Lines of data

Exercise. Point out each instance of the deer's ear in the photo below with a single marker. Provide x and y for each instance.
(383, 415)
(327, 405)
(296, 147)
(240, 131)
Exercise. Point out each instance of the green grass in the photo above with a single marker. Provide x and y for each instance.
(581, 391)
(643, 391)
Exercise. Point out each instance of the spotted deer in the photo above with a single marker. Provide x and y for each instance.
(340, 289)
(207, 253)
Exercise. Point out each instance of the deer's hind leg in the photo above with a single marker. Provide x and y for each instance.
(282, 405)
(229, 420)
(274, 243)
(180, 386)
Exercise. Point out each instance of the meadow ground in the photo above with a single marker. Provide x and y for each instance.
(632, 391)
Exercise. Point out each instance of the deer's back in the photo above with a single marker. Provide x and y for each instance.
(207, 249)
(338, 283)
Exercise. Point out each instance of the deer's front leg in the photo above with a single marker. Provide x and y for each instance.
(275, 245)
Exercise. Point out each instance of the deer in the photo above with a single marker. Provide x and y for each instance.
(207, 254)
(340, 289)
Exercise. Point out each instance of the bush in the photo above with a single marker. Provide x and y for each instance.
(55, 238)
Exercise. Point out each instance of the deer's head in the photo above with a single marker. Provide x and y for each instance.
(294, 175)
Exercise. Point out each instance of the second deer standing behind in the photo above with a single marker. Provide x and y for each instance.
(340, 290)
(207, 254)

---

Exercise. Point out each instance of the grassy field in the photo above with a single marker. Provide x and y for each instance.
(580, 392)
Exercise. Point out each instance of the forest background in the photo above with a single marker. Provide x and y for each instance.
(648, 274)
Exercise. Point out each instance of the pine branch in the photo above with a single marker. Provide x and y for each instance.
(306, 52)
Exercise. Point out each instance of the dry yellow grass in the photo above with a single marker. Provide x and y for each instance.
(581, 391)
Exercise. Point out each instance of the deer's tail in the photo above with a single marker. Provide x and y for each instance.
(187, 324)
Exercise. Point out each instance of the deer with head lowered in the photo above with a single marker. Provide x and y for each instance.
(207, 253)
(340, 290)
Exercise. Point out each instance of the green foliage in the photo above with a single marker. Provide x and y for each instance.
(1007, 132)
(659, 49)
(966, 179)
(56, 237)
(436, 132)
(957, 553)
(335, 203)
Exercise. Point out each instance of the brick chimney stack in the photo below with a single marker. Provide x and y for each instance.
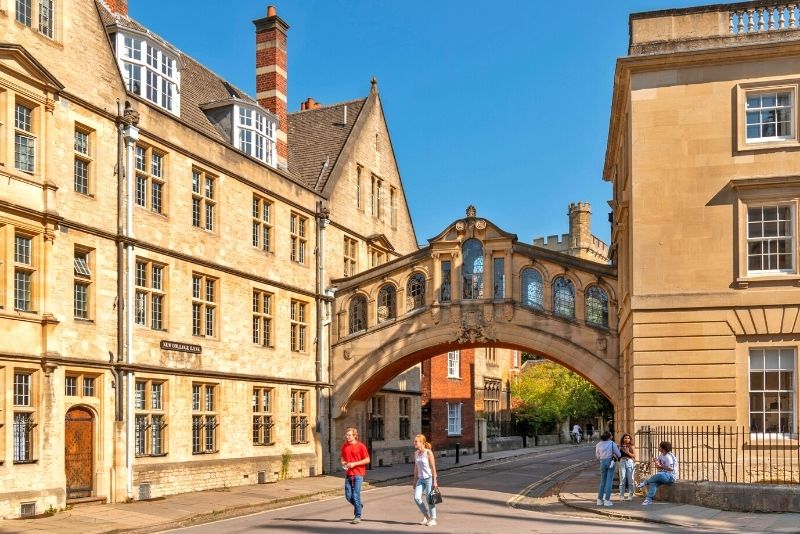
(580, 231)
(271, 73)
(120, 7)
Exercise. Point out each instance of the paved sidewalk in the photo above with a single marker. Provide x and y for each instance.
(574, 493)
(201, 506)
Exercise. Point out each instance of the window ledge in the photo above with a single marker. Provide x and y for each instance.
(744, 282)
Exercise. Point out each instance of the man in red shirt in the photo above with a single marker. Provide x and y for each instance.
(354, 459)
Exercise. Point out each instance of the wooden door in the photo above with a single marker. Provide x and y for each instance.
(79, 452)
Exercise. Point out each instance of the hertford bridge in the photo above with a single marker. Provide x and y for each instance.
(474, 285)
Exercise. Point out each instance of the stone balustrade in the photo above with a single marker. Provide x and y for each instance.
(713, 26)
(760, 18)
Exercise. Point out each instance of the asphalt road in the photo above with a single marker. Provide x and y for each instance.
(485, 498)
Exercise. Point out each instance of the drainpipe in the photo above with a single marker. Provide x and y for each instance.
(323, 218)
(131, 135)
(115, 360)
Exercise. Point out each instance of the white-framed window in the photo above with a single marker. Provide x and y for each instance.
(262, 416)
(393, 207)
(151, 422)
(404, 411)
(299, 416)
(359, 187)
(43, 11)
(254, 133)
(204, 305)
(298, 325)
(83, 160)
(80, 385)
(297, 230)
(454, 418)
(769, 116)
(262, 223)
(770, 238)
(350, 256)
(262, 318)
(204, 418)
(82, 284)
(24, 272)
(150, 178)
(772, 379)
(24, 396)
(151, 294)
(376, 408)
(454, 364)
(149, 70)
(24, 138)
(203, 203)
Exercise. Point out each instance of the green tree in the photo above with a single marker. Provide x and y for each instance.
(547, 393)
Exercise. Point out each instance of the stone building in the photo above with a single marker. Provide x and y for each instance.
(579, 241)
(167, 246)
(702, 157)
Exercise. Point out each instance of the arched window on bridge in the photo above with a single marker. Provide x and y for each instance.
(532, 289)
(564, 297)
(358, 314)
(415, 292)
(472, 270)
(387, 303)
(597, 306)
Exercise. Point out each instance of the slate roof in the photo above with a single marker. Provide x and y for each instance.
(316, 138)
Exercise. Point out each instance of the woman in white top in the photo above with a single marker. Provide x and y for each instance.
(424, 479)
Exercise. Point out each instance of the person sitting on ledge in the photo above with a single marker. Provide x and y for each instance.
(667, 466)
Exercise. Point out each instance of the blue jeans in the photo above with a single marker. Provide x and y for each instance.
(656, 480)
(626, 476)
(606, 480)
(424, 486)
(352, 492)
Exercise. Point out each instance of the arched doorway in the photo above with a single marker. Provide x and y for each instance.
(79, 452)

Short problem
Find every row above that contains the word "green" and copy each of those rows in full.

Result of the task
Exercise. Point out each instance of the green grass in the photo above with a single marker. Provide x and y for each instance.
Exercise. Point out each instance of the green foliage in the photo above with a single marker. Provide x and y for each instance.
Exercise. Point out each instance of the green tree in the photo above with a single marker. Provide x and y for each instance.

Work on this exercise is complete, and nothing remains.